> **Work to be completed**: Render the lines below as a Markdown table with two columns, Number for the row number and Text for the line, skipping blank lines and leaving the pictures out of the answer.

> **Records for this exercise**:
□ □ □ □
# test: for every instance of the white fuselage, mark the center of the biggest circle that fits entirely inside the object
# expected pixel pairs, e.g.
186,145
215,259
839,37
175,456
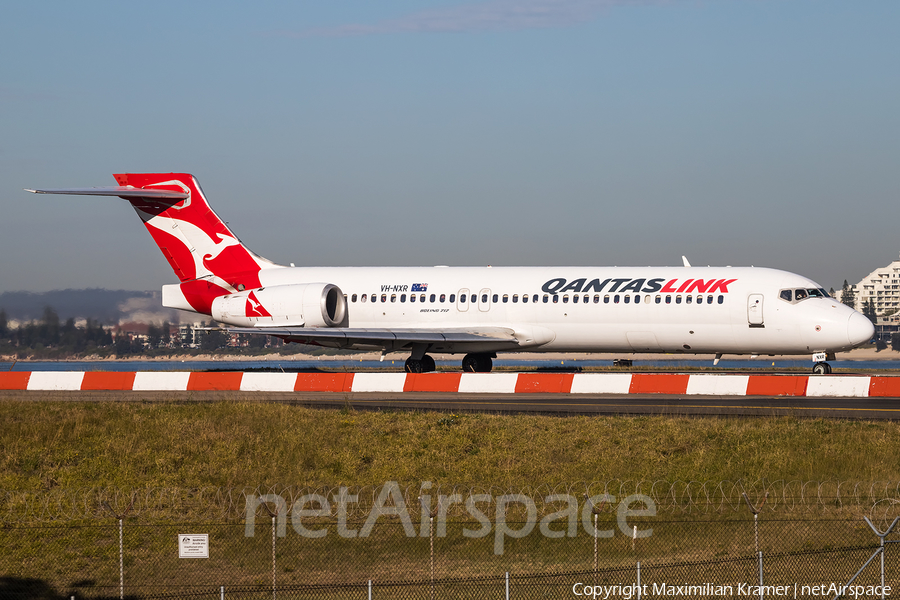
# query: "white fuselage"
733,310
□ □ □ □
> **Output of the exercise**:
| Number | Text |
|---|---|
| 1 | # test: for every instance of the white fuselage, mark the center of the biggest circle that fits entirely inside the object |
| 2 | # expected pixel pairs, e.g. |
| 3 | 186,145 |
| 4 | 215,259 |
| 5 | 839,37 |
| 6 | 175,456 |
| 7 | # query: "white fuselage" |
| 8 | 733,310 |